Annotated coordinate records
^^^^

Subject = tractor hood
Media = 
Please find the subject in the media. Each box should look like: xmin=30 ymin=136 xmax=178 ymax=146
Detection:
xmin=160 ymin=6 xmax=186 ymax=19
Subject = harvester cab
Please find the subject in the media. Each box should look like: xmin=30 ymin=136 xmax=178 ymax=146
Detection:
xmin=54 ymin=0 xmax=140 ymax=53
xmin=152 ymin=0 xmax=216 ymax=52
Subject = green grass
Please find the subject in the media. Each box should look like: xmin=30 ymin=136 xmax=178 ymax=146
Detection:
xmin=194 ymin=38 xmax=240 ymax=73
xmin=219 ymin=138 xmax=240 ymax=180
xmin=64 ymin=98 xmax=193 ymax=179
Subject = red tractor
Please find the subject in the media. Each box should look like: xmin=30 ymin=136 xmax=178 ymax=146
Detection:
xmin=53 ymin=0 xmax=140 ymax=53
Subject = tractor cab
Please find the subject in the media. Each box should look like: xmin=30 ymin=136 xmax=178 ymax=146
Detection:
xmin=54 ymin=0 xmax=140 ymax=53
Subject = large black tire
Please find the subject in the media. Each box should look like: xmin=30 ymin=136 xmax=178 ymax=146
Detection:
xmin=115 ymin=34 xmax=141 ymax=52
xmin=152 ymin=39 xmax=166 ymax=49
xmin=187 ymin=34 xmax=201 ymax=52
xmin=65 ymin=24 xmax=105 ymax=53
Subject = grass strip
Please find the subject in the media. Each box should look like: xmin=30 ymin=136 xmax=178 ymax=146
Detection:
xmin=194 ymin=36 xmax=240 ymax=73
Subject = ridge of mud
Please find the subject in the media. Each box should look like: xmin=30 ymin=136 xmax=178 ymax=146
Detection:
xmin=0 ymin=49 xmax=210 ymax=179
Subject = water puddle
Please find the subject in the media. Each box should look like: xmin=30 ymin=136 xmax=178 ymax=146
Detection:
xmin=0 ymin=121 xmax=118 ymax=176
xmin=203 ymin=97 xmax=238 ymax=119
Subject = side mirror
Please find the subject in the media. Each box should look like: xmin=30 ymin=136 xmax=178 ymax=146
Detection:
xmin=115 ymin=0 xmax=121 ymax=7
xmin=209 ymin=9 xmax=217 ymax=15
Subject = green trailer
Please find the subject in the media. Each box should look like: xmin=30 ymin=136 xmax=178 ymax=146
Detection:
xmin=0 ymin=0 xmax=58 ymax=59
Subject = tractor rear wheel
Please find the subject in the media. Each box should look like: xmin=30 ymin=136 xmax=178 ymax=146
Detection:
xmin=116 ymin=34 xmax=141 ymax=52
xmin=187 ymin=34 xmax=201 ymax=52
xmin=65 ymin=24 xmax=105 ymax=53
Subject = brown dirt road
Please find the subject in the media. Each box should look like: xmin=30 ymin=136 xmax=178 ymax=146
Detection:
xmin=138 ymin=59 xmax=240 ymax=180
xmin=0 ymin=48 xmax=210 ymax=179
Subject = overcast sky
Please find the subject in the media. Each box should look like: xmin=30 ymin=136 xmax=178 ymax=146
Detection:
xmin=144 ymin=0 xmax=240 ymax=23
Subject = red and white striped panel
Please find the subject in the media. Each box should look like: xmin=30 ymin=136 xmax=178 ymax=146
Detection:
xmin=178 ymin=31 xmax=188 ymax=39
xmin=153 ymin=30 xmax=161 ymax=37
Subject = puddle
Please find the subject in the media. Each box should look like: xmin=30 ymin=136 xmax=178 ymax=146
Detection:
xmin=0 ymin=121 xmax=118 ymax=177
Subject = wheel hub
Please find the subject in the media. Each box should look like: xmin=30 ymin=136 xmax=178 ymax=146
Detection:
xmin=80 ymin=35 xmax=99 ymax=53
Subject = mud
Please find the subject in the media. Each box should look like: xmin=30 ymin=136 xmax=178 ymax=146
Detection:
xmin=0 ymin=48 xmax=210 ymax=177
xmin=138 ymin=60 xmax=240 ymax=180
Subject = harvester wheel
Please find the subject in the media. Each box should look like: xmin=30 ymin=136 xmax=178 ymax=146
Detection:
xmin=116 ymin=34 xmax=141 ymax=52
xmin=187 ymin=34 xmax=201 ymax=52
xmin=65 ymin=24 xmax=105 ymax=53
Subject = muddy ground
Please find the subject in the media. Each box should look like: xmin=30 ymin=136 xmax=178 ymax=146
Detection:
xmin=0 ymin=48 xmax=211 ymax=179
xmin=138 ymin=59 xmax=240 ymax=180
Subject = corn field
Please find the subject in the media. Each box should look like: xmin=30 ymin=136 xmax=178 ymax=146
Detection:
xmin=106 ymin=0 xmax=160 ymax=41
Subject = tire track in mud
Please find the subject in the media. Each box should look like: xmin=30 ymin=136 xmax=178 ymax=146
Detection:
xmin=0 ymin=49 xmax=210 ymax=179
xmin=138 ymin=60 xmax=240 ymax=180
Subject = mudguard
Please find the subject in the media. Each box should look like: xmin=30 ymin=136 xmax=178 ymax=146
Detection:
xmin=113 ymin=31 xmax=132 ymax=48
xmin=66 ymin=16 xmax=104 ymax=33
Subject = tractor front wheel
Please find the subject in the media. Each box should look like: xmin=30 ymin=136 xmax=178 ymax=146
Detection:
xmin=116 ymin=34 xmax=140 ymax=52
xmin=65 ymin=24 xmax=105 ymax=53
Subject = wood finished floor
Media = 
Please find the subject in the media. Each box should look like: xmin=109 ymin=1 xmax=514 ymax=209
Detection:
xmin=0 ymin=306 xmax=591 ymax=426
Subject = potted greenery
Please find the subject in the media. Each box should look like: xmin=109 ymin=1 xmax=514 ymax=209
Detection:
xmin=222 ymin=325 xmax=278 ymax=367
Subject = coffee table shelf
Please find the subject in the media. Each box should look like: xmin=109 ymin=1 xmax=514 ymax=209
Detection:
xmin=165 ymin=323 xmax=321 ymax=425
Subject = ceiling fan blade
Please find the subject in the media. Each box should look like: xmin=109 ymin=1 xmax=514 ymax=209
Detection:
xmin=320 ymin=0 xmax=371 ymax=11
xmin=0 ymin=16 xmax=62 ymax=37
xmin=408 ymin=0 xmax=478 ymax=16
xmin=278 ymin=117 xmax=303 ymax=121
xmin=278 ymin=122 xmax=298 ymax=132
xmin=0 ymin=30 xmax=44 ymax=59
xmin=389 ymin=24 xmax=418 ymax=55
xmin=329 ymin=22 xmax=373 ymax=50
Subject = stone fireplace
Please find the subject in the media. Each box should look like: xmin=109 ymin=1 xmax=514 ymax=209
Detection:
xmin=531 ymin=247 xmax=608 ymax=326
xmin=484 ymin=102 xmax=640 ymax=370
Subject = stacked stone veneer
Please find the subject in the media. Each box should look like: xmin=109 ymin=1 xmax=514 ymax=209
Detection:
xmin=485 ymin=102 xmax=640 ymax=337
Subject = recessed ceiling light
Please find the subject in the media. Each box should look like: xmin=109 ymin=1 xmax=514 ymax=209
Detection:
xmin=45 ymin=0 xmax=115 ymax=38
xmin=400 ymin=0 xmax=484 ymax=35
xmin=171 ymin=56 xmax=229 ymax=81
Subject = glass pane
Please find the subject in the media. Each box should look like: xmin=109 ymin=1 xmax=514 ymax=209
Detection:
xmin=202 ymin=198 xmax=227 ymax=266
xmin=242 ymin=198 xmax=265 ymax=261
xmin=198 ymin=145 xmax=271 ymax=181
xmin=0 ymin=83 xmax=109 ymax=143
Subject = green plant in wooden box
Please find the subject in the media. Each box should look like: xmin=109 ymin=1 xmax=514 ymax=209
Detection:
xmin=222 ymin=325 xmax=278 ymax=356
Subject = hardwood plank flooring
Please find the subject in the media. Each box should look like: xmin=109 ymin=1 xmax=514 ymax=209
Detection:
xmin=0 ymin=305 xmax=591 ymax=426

^^^^

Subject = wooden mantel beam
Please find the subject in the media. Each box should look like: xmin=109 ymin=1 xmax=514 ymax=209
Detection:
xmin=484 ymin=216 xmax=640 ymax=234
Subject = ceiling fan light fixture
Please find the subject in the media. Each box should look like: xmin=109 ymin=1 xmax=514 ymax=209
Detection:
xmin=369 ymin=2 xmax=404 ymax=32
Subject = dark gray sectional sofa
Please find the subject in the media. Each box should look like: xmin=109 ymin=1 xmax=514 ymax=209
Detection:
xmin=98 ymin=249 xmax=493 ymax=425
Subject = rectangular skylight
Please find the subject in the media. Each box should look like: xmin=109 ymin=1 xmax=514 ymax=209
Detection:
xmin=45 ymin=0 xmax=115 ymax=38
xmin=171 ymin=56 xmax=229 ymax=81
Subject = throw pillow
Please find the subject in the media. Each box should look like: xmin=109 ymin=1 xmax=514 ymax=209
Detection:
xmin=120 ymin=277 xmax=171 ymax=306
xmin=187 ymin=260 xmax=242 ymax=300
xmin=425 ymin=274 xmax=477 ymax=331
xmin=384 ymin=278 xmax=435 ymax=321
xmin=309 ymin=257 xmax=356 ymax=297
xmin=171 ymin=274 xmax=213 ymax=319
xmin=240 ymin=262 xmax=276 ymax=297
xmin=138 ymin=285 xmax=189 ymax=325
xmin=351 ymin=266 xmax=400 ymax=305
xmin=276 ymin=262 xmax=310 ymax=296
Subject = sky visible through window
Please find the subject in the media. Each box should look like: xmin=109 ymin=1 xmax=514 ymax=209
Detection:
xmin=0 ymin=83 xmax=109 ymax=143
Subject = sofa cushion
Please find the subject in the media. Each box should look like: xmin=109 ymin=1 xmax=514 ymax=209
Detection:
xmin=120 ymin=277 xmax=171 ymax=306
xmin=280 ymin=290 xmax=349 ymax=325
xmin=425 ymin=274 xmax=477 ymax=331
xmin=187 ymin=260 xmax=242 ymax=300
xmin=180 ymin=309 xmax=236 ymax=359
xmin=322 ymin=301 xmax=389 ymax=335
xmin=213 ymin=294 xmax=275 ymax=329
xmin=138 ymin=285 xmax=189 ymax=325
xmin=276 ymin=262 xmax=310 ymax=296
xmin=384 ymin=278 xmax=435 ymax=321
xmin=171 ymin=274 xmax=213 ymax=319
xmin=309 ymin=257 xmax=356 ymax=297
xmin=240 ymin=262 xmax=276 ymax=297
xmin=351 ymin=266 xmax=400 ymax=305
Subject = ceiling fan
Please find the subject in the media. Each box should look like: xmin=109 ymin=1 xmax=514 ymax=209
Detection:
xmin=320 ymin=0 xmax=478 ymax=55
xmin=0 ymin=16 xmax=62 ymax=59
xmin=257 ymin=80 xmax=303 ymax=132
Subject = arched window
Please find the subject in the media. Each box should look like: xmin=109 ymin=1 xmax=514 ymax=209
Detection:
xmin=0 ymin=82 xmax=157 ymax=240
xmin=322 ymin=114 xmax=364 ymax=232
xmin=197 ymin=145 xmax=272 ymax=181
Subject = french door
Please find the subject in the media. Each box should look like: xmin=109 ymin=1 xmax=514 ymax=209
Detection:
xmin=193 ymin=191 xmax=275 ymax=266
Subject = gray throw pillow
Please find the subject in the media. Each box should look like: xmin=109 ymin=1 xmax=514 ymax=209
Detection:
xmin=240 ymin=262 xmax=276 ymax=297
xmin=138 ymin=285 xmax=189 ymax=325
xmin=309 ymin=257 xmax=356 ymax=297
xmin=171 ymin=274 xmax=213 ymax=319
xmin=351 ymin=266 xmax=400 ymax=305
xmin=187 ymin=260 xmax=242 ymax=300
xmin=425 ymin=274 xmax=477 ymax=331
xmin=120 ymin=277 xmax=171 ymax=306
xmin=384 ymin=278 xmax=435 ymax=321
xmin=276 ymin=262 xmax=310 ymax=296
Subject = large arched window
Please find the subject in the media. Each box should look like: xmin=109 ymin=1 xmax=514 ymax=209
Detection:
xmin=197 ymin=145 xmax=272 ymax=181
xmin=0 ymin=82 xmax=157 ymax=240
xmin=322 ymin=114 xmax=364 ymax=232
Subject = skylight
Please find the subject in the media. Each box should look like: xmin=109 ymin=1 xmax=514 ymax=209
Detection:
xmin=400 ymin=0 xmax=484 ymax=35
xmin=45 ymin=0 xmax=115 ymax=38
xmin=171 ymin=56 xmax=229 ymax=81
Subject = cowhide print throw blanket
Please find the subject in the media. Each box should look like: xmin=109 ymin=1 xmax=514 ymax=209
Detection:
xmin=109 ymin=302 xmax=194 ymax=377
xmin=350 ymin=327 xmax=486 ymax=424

^^^^

*Problem description*. Rewrite the rows from the line with "Subject = muddy ground" up to and including the line with "xmin=0 ymin=306 xmax=591 ymax=426", keeping the request lines, and multiply every box coordinate in the answers by 1.2, rounding to whole numbers with halves rounded up. Leave the numbers in the requests and their sample boxes unchanged.

*Full solution*.
Subject = muddy ground
Please find the subject in the media. Each box should look like: xmin=30 ymin=136 xmax=178 ymax=146
Detection:
xmin=0 ymin=58 xmax=253 ymax=215
xmin=166 ymin=71 xmax=288 ymax=216
Subject = corn field
Please find the subject in the media. Each box should look like: xmin=30 ymin=136 xmax=178 ymax=146
Detection:
xmin=127 ymin=0 xmax=192 ymax=49
Subject = tire track in mud
Please find the subject in the media. Each box should look like: xmin=30 ymin=136 xmax=178 ymax=146
Detection:
xmin=0 ymin=59 xmax=252 ymax=215
xmin=166 ymin=72 xmax=288 ymax=216
Subject = mudguard
Please find the subject in the media. Each box should look like: xmin=30 ymin=136 xmax=178 ymax=146
Detection:
xmin=136 ymin=37 xmax=158 ymax=58
xmin=79 ymin=19 xmax=125 ymax=40
Subject = tractor front wheel
Please find the subject in the media. Each box should look like: xmin=30 ymin=136 xmax=178 ymax=146
Detection:
xmin=139 ymin=41 xmax=168 ymax=62
xmin=78 ymin=29 xmax=126 ymax=64
Subject = wood finished floor
Media = 
Please find the subject in the media. Each box should look like: xmin=109 ymin=1 xmax=514 ymax=209
Detection:
xmin=0 ymin=367 xmax=709 ymax=511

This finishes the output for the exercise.